→ **RECORD EXTRACTS**
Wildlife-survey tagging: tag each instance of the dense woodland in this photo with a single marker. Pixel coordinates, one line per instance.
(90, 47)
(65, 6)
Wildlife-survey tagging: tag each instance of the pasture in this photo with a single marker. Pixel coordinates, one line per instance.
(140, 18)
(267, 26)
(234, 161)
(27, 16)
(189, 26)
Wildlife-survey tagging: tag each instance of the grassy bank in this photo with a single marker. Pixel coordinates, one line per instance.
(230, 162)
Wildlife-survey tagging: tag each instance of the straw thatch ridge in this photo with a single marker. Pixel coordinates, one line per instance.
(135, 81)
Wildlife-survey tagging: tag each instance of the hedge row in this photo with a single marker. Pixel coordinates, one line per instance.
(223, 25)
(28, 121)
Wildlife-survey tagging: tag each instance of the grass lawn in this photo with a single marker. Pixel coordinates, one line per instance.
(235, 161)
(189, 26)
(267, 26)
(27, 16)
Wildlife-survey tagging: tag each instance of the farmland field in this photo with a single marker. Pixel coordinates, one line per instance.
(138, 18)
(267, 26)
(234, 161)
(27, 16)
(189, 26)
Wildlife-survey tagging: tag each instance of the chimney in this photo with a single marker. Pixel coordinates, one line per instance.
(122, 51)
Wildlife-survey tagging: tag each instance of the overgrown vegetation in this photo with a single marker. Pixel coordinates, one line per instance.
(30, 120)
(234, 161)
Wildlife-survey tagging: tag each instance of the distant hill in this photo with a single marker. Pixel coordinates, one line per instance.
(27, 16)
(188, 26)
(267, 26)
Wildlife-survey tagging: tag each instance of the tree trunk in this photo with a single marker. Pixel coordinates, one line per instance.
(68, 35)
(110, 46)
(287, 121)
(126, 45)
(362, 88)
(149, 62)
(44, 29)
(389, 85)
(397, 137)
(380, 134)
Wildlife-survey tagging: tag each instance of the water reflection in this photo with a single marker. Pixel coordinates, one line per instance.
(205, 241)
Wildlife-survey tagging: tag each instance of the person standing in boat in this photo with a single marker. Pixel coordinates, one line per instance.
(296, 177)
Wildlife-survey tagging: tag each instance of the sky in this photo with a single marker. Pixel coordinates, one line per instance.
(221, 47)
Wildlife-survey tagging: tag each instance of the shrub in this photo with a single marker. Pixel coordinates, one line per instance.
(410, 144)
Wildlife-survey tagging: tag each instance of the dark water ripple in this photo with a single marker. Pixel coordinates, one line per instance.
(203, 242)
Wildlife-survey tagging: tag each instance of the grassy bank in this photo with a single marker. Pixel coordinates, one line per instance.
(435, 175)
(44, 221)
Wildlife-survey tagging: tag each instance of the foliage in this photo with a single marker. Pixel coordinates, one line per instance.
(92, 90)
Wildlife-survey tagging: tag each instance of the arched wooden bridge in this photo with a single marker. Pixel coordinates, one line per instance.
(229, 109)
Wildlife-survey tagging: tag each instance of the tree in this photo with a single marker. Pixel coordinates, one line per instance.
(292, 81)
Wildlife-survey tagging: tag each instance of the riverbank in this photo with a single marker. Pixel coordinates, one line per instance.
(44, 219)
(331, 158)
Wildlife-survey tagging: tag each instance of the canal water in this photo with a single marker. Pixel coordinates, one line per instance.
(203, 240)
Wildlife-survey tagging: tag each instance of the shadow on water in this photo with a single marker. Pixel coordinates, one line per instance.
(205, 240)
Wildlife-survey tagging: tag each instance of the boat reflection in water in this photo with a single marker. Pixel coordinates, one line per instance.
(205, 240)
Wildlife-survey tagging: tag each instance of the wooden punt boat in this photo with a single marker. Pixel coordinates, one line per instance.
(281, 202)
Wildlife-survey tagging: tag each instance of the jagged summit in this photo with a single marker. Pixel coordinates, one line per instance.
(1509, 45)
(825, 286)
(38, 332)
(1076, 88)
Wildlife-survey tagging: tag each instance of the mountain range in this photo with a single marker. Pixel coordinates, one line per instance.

→ **TASK TO COMPLETE**
Retype the records above without changing a single word.

→ **SOLUTION TO THE EXERCISE**
Wildlife-survey tagging: tag each instance of the dense woodland in this photo with a single marker. Pixel coordinates, one line per instance.
(90, 47)
(65, 6)
Wildlife-survey tagging: tag each instance of the pasture in this photo with a single marker. Pixel coordinates, one line per instance.
(140, 18)
(267, 26)
(234, 161)
(27, 16)
(189, 26)
Wildlife-survey tagging: tag each instance of the grassy bank in this photo with a single marker. Pixel coordinates, one line per instance.
(230, 162)
Wildlife-survey tagging: tag each instance of the straw thatch ridge in this photo with a single marker. Pixel coordinates, one line per instance.
(135, 81)
Wildlife-survey tagging: tag each instance of the hedge row in this photo with a single marker. Pixel coordinates, one line per instance.
(223, 25)
(28, 121)
Wildlife-survey tagging: tag each instance of the grass lawn in this photo with a single marker. Pixel coordinates, one line per instance.
(235, 161)
(189, 26)
(267, 26)
(27, 16)
Wildlife-survey tagging: tag each instance of the farmland field in this photo with a single marker. Pixel coordinates, one line per instance.
(138, 18)
(267, 26)
(234, 161)
(27, 16)
(189, 26)
Wildlife-survey tagging: tag each instance of the chimney in this photo with a single marker. Pixel coordinates, one line per instance.
(122, 51)
Wildlife-survey tagging: tag each instance of the overgrown vegetation in this photo with a single marker. Pixel coordinates, one line per instance.
(30, 120)
(234, 161)
Wildlife-survey tagging: tag each instance of the distant hill in this photo with a single marker. Pixel coordinates, one line per instance.
(27, 16)
(188, 26)
(267, 26)
Wildlife-survey tagging: tag each instance of the tree trunk in this photo with a single marker. Pixel coordinates, one line per instance.
(68, 35)
(110, 46)
(287, 121)
(126, 45)
(362, 88)
(149, 62)
(44, 29)
(389, 85)
(397, 137)
(380, 134)
Wildlife-survey tagging: tag each instance of the water reflection in this photo with a single marker. Pixel coordinates, one line per instance.
(205, 241)
Wildlife-survey tagging: tag each instance of the person standing in boat in this photo with a single marker. Pixel coordinates, one line per instance.
(296, 177)
Wildlife-survey tagging: tag each instance of the sky in this photo with a single marker. Pixel coordinates, one line per instance.
(221, 47)
Wildlife-survey tagging: tag each instance of the shrub in this photo with a single marker. Pixel coordinates, one line per instance.
(410, 144)
Wildlife-survey tagging: tag each instance of the dark water ripple in this photo with a single marker. Pixel coordinates, one line per instance.
(203, 242)
Wildlife-survey tagging: tag each instance of the grassy bank in this photo with a single marker. Pixel coordinates, one line per instance.
(435, 175)
(44, 221)
Wildlife-survey tagging: tag each instance of the foliage in this photo with a single marker. Pixel coordinates, one line per instance.
(92, 90)
Wildlife-survey tagging: tag each instance of the arched wooden bridge in this photo with a single marker. Pixel coordinates, one line per instance.
(229, 109)
Wildlife-survey tagging: tag each instance of the tree in this photo with a single marker. Pixel coordinates, one line per instance.
(292, 81)
Wildlife-survey tagging: tag each instance of the riverbank in this photo with a single marker. Pixel coordinates, one line per instance.
(44, 219)
(331, 158)
Wildlife-survey tagging: tag each instance of the canal water in this photo with a single marker. Pixel coordinates, one line per instance.
(203, 240)
Wildlife-survey tagging: tag each instance of the shadow on water in this photo with a single marker. Pixel coordinates, one line per instance.
(205, 240)
Wildlife-survey tagging: tag each instance of the boat reflection in water in this photo with a single marker. Pixel coordinates, one line per instance.
(205, 240)
Wildlife-survey tagging: tag each instance of the wooden punt boat in this photo with a single marker. Pixel coordinates, one line per instance.
(281, 202)
Wildlife-survey tagging: tag each instance of the jagged summit in this photo with a single marker. Pixel coordinates, one line per instance.
(1509, 45)
(825, 286)
(38, 332)
(1076, 88)
Wildlife-survey tagging: tag each instance of the mountain range in this photo with a single marker. Pixel coordinates, one line per instance.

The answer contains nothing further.